Please give an exact printout of the records, without any pictures.

Top of DATA FOR PROCESSING

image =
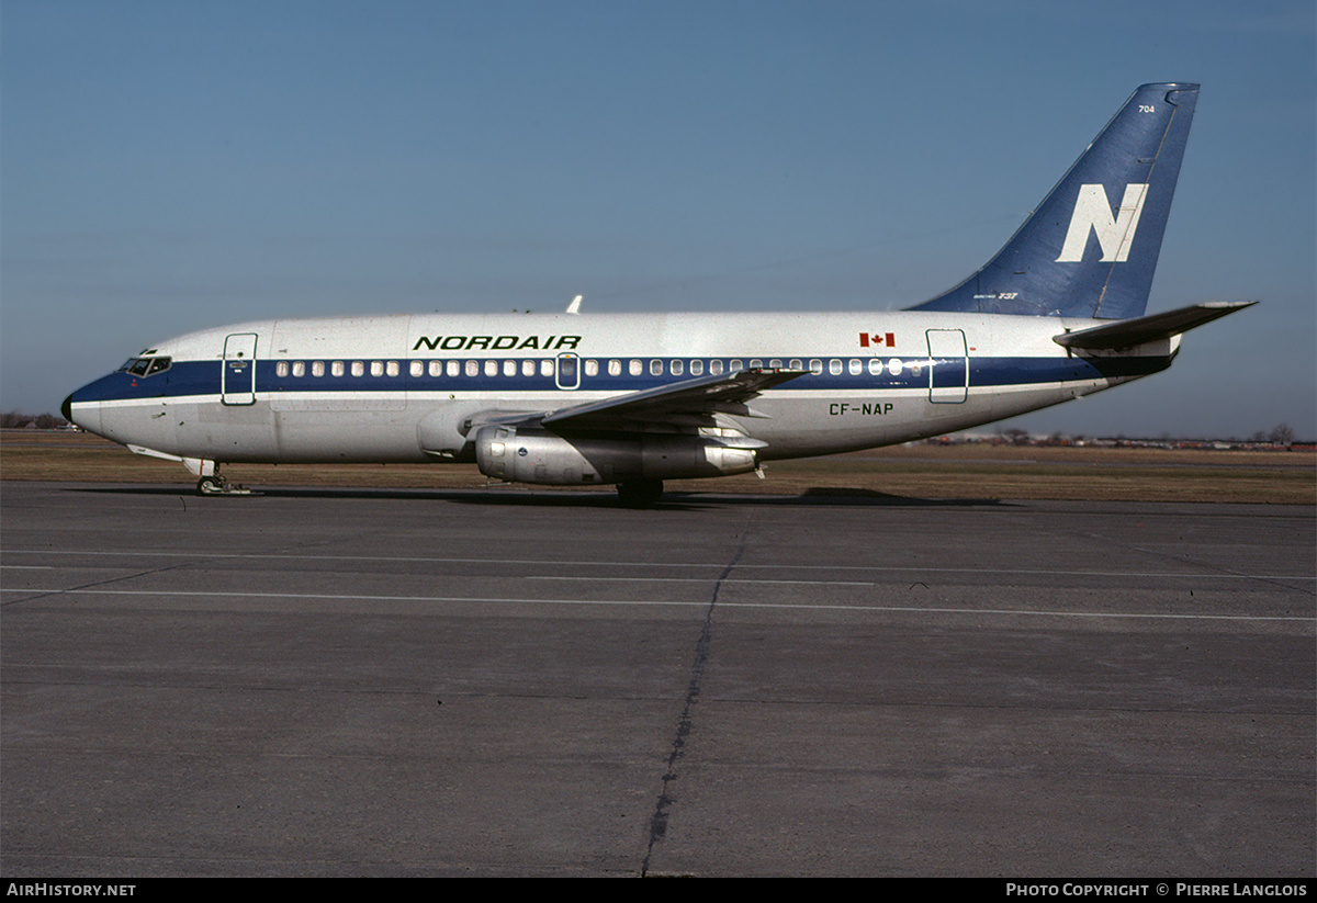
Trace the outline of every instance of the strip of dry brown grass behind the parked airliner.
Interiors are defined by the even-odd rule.
[[[769,478],[669,480],[685,492],[836,494],[926,499],[1317,503],[1317,454],[1163,449],[911,445],[773,462]],[[230,465],[248,486],[475,488],[474,465]],[[0,479],[176,483],[182,465],[132,454],[88,433],[4,430]],[[572,490],[572,491],[602,491]]]

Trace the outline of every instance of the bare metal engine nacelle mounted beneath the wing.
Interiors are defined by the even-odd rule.
[[[475,430],[475,463],[486,477],[551,486],[727,477],[757,466],[753,449],[702,436],[564,438],[499,425]]]

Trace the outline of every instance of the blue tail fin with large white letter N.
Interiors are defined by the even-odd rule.
[[[1142,316],[1197,99],[1197,84],[1141,87],[997,257],[910,309]]]

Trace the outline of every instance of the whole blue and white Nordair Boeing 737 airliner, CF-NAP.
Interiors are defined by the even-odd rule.
[[[632,507],[1013,417],[1164,370],[1251,304],[1144,315],[1197,96],[1141,87],[986,266],[905,311],[259,320],[158,342],[63,413],[202,492],[221,463],[465,461]]]

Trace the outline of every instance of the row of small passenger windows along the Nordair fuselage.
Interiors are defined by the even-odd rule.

Bottom of DATA FOR PROCESSING

* [REPLY TO THE TASK]
image =
Trace the outline of every instance of the strip of dry brown grass behind the parked airliner.
Interiors are defined by the even-odd rule.
[[[769,478],[669,480],[685,492],[836,494],[926,499],[1317,503],[1317,454],[1163,449],[911,445],[773,462]],[[230,465],[248,486],[475,488],[474,465]],[[0,479],[176,483],[182,465],[132,454],[88,433],[4,430]],[[572,490],[572,491],[602,491]]]

Trace the outline of every instance of the bare metal engine nacelle mounted beneath the wing.
Interiors are defined by the even-odd rule.
[[[475,430],[475,463],[486,477],[551,486],[727,477],[757,466],[753,449],[702,436],[564,438],[499,425]]]

Trace the outline of every instance of the blue tail fin with large white letter N.
Interiors are defined by the even-odd rule.
[[[1142,316],[1197,99],[1197,84],[1141,87],[997,257],[910,309]]]

Trace the outline of every instance of the whole blue and white Nordair Boeing 737 airliner, CF-NAP.
Interiors are defined by the even-odd rule.
[[[632,507],[1013,417],[1164,370],[1251,304],[1144,315],[1197,96],[1141,87],[986,266],[905,311],[259,320],[158,342],[63,413],[202,492],[221,463],[465,461]]]

Trace the outline of every instance of the row of small passenger windows along the Nordair fuselage.
Interiors are defined by the even-odd rule.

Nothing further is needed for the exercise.